- Work order
Reply with one number: the count of lines in the listing that contain the string "target".

• • •

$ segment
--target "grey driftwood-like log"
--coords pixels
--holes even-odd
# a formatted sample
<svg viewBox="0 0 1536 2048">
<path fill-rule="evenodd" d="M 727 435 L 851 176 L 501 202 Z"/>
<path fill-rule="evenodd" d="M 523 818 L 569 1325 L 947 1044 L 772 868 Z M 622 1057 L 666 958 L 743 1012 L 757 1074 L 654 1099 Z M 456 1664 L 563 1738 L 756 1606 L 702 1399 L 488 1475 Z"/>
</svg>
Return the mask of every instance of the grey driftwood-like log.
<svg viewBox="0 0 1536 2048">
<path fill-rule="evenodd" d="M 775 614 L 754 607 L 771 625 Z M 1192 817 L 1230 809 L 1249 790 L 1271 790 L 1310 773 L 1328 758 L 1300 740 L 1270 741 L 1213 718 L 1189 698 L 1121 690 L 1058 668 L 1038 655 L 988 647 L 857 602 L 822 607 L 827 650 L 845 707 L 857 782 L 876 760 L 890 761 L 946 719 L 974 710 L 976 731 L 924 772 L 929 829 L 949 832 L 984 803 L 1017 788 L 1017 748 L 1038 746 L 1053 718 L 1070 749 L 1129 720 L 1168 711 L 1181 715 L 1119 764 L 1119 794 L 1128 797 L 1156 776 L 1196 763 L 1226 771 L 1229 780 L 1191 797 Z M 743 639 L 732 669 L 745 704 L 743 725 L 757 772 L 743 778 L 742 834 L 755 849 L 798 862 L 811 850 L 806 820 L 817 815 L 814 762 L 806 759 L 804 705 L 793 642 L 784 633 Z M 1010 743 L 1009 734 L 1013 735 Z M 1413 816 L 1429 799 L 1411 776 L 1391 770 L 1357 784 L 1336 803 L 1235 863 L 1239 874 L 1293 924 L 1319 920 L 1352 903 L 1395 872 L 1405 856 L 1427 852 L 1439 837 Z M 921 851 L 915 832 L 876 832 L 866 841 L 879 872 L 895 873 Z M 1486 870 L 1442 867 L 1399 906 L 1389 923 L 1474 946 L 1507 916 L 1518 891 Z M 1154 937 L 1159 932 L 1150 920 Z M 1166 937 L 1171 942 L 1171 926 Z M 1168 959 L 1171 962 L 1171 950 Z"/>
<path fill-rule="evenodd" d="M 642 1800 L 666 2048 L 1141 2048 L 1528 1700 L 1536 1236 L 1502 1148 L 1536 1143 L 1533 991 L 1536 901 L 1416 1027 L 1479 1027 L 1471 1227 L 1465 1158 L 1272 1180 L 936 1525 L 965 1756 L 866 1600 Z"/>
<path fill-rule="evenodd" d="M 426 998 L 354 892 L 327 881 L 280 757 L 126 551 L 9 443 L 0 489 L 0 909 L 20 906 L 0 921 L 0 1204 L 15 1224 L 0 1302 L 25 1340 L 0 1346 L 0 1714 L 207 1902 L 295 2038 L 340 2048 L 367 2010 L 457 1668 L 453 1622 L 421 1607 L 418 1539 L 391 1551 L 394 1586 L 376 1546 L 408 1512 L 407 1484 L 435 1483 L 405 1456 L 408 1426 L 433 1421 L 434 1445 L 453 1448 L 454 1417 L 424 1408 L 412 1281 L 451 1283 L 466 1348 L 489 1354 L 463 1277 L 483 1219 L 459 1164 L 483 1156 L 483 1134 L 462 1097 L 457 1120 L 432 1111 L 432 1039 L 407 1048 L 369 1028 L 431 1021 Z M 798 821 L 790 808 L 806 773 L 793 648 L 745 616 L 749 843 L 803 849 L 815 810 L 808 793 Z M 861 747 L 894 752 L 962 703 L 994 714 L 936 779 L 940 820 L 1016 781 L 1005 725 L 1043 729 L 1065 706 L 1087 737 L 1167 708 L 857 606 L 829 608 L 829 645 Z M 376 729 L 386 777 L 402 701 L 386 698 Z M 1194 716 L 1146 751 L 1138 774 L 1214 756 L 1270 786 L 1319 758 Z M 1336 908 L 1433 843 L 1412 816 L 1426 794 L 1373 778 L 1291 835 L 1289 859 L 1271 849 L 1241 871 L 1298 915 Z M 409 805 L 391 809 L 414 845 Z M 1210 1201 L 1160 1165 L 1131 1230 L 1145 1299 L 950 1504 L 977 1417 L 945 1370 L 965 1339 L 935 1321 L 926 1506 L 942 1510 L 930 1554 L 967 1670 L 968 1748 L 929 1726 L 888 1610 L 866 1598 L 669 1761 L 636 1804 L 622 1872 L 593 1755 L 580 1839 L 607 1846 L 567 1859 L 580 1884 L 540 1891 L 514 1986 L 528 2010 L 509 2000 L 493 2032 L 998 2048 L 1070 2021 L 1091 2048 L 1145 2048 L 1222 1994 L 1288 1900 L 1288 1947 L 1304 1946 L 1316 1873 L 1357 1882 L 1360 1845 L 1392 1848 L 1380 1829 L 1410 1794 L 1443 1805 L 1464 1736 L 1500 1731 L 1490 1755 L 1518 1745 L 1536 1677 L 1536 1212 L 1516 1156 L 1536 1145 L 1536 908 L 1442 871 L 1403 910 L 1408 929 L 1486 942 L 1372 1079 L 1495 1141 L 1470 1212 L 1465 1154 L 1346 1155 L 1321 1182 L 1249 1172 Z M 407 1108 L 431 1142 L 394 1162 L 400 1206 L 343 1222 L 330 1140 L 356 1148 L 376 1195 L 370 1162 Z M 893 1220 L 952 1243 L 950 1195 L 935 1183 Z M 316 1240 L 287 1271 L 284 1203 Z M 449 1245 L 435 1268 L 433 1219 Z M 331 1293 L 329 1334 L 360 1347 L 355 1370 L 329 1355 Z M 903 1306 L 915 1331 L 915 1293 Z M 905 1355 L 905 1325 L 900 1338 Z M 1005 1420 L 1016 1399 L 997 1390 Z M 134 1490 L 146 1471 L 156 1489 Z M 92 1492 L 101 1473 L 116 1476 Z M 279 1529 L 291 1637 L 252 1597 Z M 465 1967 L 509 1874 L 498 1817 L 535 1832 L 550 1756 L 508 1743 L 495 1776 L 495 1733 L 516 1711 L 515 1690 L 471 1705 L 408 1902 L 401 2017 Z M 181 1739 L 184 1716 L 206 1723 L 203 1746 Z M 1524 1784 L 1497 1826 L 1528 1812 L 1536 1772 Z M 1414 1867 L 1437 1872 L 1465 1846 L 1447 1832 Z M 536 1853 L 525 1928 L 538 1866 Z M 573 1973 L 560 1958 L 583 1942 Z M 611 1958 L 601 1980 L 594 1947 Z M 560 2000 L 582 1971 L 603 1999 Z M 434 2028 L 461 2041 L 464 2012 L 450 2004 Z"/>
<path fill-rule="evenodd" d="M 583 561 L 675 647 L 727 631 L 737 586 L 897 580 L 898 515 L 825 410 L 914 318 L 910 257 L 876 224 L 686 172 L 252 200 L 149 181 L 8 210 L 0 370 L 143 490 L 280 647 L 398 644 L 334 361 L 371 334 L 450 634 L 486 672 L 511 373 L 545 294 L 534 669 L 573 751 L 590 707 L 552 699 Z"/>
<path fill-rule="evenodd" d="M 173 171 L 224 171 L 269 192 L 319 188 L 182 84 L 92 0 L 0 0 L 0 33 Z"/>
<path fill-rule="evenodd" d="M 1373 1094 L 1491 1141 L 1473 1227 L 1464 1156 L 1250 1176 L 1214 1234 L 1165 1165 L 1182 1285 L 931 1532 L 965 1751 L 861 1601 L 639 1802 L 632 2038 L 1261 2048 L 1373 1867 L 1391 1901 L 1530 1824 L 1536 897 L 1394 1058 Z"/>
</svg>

• • •

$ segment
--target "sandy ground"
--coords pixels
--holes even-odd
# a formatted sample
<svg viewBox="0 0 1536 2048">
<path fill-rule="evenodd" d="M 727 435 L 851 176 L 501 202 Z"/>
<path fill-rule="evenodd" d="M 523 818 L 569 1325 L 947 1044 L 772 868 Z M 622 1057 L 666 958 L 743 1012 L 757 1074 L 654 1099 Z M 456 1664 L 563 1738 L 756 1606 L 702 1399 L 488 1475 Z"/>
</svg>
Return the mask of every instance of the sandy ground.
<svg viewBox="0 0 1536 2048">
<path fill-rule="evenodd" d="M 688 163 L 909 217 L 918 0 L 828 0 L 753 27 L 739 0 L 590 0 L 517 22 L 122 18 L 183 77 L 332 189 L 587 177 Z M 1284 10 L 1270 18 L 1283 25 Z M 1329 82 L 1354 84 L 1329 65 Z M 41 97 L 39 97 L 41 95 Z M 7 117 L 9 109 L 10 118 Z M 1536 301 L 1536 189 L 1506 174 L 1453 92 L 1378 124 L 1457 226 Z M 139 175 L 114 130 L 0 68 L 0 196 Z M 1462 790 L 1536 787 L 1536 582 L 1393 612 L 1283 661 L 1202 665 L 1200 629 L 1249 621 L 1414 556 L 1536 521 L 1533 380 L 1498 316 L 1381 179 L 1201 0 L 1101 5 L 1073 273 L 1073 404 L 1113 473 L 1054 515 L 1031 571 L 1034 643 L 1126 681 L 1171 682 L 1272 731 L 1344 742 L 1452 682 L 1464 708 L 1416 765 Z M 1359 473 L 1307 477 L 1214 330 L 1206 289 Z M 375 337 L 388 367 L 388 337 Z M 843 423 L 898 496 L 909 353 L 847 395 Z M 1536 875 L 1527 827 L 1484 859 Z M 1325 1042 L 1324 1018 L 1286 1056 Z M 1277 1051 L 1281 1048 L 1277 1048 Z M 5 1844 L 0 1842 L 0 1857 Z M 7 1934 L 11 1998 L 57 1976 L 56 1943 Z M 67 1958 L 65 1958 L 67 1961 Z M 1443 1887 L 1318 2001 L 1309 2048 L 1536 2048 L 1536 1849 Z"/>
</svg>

• • •

- Solution to this exercise
2